CONSIGNE:
Répondez à ces questions d'après l'extrait sur Jean Vilar.
(a) En quelle année Vilar change-t-il la formule du Festival d'Avignon ?
(b) De quel instrument Vilar joue-t-il depuis son enfance ?
(c) Par quelle expression ceux qui tentent de faire annuler le Festival en 1968 le désignent-ils ?

En 1963, Vilar quitte le TNP, mais reste directeur du Festival d’Avignon dont il change la formule en 1966. Jusqu’alors monopole du TNP, celui-ci s’ouvre désormais aux autres troupes de théâtre et aux autres disciplines artistiques, la danse moderne en particulier, avec Maurice Béjart et son Ballet du xxe siècle. Jean Vilar continue de mettre en scène en explorant des genres nouveaux, le théâtre-document, avec Le Dossier Oppenheimer (1965), une pièce écrite à partir du rapport de la Commission de l’énergie atomique des États-Unis, mais aussi des opéras, notamment en Italie. Musicien (violoniste) depuis son enfance, il est particulièrement intéressé par l’art lyrique et se voit, en 1967, chargé par Francis Raison, le directeur du théâtre et de l’action culturelle du ministère des Affaires culturelles, de l’étude d’un projet d’Opéra populaire qu’il envisage de diriger, en collaboration avec Pierre Boulez et Maurice Béjart. Le Festival d’Avignon reste pourtant sa grande affaire et le grand événement théâtral qui, chaque année, réunit désormais des dizaines de milliers de fidèles.

La blessure d’Avignon 1968

C’est pourquoi, en juillet 1968, malgré la défection de certaines troupes, dont celle du TNP, Jean Vilar décide de maintenir le Festival, assuré de la présence de Béjart et de sa compagnie, et de celle du Living Theater, troupe représentative du nouveau théâtre alternatif new-yorkais. Il se sent plutôt proche de la jeunesse qui, depuis un mois, s’est révélée sur la scène politique et sociale française, et affirme vouloir faire d’Avignon un « vaste lieu de contestation »5. Mais tout dialogue s’avère impossible. Certains, conduits par Jean-Jacques Lebel, jeune contestataire proche des situationnistes, tentent même de faire annuler le Festival, « supermarché de la culture »6. Même les attaques personnelles  contre Vilar ne sont pas épargnées.

DONNÉES FOURNIES:

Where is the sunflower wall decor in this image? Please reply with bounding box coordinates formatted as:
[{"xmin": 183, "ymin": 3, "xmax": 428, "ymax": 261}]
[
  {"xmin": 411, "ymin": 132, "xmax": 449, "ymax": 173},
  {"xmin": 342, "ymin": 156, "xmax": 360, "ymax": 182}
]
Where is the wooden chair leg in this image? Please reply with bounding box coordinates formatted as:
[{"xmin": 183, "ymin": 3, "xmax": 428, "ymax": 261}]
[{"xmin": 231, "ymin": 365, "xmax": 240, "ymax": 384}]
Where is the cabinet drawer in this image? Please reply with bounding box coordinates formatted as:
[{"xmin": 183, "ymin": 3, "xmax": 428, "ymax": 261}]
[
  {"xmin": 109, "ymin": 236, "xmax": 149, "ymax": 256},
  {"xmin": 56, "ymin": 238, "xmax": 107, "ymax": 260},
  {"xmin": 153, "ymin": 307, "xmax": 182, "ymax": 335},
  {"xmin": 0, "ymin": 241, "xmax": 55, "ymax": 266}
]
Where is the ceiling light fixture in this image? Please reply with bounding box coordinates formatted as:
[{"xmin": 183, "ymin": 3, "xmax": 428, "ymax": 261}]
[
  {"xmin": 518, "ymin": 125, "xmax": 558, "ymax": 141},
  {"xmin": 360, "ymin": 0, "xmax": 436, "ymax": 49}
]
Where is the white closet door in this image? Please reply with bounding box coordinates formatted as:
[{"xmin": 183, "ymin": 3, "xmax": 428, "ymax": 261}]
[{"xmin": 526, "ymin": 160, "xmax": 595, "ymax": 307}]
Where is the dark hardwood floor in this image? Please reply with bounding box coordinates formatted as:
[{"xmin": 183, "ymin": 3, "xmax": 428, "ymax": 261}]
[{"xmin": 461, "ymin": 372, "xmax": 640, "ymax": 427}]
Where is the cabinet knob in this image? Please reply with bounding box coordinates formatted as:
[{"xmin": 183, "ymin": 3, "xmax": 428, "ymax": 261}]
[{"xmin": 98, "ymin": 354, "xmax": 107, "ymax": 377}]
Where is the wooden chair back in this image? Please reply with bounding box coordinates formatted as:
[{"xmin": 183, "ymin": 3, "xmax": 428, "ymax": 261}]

RÉPONSE:
(a) En 1966.
(b) Du violon.
(c) « supermarché de la culture »